What Are the Symptoms of Panic Disorder?

Panic Attacks

Recurring panic attacks are the hallmark features of panic disorder. The symptoms of panic attacks are sudden and intense feelings of terror, fear or apprehension, without the presence of actual danger. The symptoms of a panic attack usually happen suddenly, peak within 10 minutes and then subside. However, some attacks may last longer or may occur in succession, making it difficult to determine when one attack ends and another begins.

According to the DSM-IV-TR, a panic attack is characterized by four or more of the following symptoms:

  1. palpitations, pounding heart, or accelerated heart rate
  2. sweating
  3. trembling or shaking
  4. sensations of shortness of breath or smothering
  5. feeling of choking
  6. chest pain or discomfort
  7. nausea or abdominal distress
  8. feeling dizzy, unsteady, lightheaded, or faint
  9. feelings of unreality (derealization) or being detached from oneself (depersonalization)
  10. fear of losing control or going crazy
  11. fear of dying
  12. numbness or tingling sensations (paresthesias)

▶ WHAT THIS EXERCISE ASKS
(1) In the panic disorder text, within how many minutes do the symptoms of a panic attack usually peak?
(2) From the panic disorder text, list every term that appears in parentheses.
(3) Write out the stretch of the panic disorder text from "According to the" through "from oneself (depersonalization)", substituting "quivering" for "trembling".

▶ DATASET EXCERPTS
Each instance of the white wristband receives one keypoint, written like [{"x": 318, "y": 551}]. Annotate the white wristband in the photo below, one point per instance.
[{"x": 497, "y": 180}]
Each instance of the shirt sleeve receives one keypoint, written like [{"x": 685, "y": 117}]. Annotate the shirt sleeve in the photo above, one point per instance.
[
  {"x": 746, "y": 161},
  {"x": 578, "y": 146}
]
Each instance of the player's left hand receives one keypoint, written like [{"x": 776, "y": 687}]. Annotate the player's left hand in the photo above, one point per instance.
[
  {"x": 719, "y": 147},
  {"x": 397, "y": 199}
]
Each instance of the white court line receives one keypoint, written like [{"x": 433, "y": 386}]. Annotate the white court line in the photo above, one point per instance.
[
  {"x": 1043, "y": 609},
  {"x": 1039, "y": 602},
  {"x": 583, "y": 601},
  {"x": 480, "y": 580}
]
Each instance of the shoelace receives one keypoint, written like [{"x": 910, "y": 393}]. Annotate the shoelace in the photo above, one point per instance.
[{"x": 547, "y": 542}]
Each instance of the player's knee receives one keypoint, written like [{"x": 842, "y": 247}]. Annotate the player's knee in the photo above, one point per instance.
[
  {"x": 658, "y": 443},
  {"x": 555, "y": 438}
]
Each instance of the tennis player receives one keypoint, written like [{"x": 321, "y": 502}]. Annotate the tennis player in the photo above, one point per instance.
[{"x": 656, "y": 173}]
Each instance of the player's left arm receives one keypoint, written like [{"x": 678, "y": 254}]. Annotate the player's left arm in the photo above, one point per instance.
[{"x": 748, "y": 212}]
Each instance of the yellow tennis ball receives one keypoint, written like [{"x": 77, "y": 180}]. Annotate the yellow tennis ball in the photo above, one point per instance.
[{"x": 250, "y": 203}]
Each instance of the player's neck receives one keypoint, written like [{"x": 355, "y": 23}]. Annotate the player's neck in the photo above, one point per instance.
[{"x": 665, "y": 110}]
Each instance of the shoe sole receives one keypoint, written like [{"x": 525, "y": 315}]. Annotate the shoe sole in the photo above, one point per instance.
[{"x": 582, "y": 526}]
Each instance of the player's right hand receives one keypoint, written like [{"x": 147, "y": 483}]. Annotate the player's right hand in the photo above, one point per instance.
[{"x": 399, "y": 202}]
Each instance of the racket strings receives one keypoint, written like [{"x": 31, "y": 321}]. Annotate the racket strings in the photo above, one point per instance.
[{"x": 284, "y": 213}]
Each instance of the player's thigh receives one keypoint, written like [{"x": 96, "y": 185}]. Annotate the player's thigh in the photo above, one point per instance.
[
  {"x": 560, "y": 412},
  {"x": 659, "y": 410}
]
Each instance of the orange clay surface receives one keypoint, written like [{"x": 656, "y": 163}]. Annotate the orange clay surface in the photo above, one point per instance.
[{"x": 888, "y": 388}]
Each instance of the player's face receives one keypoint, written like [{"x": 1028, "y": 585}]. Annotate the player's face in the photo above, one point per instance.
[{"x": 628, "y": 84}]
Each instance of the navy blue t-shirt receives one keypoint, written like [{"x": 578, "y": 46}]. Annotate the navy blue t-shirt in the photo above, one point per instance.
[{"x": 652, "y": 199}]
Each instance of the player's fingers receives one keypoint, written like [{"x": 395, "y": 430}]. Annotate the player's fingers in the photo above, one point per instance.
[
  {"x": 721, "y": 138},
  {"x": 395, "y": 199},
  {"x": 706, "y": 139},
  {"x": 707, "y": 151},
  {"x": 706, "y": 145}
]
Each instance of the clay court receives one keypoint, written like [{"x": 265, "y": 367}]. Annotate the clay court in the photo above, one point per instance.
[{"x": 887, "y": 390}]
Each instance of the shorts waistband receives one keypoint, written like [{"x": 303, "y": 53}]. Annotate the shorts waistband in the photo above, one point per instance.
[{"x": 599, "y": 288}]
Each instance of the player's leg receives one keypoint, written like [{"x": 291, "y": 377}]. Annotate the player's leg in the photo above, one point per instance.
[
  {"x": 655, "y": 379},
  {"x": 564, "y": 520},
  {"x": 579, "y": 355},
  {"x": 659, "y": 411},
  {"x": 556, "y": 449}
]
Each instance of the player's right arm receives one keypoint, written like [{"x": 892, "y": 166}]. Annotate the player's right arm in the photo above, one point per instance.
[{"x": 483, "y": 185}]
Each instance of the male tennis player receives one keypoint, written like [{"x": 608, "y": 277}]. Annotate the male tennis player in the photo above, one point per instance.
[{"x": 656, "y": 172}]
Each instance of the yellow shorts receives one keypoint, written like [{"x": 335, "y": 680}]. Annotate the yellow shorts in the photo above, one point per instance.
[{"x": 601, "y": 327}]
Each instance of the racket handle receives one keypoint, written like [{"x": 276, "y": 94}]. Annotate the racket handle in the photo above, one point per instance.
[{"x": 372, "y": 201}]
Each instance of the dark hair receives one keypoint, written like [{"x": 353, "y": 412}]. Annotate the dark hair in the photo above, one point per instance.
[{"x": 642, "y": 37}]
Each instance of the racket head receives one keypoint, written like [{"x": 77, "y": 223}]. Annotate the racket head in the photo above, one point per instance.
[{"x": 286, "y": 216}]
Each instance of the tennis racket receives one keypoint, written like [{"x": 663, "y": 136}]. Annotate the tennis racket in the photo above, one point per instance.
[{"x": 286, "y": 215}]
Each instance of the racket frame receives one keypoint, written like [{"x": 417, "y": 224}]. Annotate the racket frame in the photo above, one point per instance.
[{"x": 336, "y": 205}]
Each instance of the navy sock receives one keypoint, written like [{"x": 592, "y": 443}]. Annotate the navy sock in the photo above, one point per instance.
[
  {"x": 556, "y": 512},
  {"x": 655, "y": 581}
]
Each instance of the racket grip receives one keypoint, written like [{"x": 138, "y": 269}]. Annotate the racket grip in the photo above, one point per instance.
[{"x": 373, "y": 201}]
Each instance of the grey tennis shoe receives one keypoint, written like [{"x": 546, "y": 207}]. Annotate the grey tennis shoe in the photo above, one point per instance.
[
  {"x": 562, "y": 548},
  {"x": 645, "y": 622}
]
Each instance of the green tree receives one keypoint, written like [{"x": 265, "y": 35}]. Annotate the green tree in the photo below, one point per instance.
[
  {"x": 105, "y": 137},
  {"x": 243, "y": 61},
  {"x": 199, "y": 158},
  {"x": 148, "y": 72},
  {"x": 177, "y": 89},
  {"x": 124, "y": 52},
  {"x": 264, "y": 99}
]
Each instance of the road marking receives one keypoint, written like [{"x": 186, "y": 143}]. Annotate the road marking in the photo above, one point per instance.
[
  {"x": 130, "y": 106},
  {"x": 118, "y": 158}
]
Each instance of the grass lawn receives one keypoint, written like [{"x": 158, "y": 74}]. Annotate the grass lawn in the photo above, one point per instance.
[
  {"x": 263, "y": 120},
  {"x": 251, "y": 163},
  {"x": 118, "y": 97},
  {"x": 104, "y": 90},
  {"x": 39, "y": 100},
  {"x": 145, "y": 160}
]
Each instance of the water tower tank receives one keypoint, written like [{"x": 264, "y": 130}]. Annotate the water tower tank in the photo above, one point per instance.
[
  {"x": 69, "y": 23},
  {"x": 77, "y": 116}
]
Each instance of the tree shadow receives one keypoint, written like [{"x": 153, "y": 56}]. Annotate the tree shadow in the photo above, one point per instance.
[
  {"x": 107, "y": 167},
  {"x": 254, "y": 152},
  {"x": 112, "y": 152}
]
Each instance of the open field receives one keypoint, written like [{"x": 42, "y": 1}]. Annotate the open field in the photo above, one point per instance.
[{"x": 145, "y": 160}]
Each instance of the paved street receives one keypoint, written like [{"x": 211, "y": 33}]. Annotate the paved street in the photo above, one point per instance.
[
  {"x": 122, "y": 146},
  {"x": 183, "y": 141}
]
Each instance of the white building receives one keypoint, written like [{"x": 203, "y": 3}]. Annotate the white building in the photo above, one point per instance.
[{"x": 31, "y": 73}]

...

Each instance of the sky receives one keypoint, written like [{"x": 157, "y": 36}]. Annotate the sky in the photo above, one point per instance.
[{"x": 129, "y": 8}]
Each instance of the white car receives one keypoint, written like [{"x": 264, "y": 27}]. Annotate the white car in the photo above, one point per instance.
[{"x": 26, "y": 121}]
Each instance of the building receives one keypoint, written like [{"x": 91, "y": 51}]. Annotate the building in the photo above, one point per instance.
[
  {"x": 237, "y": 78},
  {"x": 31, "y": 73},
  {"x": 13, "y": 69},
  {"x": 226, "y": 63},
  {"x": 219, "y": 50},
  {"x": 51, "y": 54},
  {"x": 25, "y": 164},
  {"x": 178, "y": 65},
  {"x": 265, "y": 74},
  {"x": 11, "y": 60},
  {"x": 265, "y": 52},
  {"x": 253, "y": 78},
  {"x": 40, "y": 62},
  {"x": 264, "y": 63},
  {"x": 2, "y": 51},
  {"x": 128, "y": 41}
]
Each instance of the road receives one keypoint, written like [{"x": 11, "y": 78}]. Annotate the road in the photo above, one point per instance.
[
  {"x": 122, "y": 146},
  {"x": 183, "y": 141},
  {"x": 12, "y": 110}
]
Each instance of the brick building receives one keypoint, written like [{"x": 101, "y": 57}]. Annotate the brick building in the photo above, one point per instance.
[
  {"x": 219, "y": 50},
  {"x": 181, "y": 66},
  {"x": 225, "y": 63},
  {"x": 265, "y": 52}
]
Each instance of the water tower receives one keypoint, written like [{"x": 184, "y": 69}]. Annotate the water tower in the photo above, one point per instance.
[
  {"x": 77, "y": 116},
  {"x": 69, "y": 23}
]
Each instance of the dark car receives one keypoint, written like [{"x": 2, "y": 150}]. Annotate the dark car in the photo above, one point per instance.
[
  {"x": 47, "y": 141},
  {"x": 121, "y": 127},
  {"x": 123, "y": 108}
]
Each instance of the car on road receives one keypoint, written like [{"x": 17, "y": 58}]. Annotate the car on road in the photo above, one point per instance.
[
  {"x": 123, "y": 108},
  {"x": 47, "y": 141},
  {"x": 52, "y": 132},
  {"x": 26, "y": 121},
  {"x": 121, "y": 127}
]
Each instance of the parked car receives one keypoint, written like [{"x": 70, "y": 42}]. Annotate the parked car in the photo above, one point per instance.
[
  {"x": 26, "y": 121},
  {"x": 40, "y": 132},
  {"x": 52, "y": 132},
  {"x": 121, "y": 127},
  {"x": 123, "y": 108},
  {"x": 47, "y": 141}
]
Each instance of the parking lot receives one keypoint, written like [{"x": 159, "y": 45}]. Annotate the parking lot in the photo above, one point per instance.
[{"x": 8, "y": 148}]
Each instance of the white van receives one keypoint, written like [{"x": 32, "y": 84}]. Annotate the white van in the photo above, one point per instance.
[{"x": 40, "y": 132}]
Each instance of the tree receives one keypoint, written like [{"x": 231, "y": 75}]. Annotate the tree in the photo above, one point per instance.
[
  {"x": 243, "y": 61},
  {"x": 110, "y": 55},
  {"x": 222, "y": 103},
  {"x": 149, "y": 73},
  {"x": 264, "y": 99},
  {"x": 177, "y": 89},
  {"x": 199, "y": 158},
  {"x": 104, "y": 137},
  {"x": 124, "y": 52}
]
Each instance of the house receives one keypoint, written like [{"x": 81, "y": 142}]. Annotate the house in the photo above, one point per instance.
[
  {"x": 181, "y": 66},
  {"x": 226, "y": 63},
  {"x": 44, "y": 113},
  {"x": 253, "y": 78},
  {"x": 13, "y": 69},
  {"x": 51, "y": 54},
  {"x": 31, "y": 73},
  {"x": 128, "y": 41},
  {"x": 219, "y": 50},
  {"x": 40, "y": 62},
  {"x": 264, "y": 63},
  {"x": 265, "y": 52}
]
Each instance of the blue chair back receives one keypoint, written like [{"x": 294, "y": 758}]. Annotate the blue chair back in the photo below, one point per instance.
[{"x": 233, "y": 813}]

▶ ANSWER SECTION
(1) Within 10 minutes.

(2) derealization, depersonalization, paresthesias

(3)
According to the DSM-IV-TR, a panic attack is characterized by four or more of the following symptoms:

  1. palpitations, pounding heart, or accelerated heart rate
  2. sweating
  3. quivering or shaking
  4. sensations of shortness of breath or smothering
  5. feeling of choking
  6. chest pain or discomfort
  7. nausea or abdominal distress
  8. feeling dizzy, unsteady, lightheaded, or faint
  9. feelings of unreality (derealization) or being detached from oneself (depersonalization)